--- start ---
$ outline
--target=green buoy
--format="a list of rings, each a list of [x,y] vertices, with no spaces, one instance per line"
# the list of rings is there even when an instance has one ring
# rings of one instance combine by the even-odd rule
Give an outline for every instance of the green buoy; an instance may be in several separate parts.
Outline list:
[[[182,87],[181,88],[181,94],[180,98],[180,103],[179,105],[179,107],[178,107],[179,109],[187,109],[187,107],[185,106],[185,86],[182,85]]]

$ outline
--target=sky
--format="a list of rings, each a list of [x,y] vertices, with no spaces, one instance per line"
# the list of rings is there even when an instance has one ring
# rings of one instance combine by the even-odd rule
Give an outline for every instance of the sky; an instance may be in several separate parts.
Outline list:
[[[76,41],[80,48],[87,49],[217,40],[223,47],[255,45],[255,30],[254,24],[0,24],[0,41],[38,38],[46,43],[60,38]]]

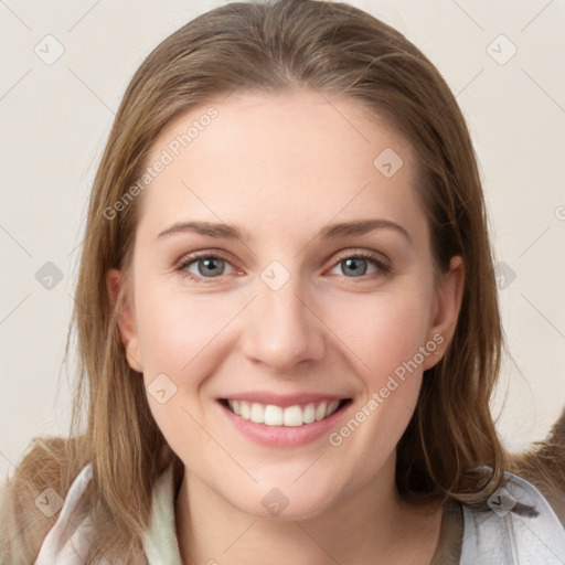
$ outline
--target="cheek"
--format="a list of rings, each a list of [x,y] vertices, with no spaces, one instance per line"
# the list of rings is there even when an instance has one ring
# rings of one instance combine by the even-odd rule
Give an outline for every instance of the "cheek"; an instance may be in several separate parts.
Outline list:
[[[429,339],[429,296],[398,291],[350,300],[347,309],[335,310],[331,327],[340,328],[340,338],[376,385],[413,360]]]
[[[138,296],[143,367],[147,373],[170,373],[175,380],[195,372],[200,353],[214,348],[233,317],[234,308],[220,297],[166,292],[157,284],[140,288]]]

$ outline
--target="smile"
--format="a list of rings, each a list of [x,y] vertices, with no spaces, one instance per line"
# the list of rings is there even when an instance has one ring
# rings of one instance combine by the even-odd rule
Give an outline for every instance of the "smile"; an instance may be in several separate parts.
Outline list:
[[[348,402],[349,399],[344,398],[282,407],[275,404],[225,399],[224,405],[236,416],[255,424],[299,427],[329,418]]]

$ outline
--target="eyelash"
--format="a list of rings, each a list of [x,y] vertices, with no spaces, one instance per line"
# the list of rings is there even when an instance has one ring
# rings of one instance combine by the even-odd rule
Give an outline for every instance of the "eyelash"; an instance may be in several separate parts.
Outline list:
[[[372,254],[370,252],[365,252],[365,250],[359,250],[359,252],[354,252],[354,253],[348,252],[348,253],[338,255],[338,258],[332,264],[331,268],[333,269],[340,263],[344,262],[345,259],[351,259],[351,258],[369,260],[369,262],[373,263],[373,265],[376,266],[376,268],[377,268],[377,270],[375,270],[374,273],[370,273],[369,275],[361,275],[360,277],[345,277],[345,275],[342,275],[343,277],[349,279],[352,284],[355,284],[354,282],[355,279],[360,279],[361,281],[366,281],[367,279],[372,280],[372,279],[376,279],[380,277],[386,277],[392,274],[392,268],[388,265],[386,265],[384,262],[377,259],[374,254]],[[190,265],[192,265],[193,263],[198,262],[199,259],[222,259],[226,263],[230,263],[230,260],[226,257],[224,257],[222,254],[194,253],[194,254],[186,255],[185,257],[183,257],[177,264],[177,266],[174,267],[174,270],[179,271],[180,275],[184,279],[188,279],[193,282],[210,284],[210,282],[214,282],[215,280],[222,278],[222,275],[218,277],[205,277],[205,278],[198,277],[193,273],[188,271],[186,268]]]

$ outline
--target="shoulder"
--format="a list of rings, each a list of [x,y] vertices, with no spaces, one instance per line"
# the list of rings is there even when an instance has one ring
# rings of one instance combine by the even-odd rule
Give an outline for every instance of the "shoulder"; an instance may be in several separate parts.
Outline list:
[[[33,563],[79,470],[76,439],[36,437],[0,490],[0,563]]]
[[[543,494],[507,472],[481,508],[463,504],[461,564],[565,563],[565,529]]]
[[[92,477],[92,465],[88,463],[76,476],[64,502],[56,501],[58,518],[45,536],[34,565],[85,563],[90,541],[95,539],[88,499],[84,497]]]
--- end ---
--- start ---
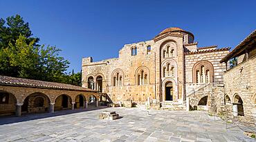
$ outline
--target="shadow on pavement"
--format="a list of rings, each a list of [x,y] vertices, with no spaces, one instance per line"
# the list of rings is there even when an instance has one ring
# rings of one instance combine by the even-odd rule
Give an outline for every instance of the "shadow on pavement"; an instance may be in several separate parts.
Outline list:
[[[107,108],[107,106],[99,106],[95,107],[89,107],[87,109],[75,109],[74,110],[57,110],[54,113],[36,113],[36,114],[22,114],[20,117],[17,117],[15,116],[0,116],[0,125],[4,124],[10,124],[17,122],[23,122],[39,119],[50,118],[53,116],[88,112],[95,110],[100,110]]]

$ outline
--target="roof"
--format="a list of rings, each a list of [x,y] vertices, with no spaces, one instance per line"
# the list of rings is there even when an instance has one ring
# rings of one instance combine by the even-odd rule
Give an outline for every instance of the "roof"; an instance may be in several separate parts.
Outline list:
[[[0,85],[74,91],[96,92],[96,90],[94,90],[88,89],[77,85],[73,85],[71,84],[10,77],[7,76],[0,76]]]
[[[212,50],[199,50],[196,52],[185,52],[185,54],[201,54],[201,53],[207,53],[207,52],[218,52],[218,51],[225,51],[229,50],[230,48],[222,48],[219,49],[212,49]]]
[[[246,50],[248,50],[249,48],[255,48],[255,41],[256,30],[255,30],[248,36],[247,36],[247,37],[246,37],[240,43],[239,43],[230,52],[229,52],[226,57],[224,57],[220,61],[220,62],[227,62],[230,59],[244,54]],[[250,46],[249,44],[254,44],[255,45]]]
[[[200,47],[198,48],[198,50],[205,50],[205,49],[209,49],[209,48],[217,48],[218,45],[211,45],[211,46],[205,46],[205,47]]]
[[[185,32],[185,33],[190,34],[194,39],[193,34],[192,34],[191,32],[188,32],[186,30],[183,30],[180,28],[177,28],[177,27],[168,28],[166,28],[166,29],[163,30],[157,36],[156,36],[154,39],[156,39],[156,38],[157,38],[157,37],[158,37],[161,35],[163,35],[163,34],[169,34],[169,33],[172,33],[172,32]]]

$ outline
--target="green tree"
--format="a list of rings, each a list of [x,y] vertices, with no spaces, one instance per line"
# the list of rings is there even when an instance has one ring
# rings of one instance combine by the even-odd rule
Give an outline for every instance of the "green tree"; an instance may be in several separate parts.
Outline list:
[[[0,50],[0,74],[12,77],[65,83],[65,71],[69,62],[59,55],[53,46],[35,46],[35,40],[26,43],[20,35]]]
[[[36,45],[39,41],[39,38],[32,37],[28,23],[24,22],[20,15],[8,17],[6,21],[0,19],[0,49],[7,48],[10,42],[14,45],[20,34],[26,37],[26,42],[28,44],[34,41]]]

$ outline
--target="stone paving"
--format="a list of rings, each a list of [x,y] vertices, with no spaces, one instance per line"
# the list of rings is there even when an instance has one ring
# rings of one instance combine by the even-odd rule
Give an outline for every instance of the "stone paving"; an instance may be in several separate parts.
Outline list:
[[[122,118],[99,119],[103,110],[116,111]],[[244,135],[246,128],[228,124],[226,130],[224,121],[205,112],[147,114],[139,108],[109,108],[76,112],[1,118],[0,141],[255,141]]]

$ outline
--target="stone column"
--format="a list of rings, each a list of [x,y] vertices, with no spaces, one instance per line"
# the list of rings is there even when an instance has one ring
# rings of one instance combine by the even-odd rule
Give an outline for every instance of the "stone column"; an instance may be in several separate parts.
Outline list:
--- end ---
◆ TASK REQUIREMENTS:
From the records above, keep only the lines that contain the string "roof", treating uppercase and lowercase letters as different.

◆ CORRECT RESPONSE:
--target="roof"
Give an outline for every instance of the "roof"; an instance may be in several separate parts.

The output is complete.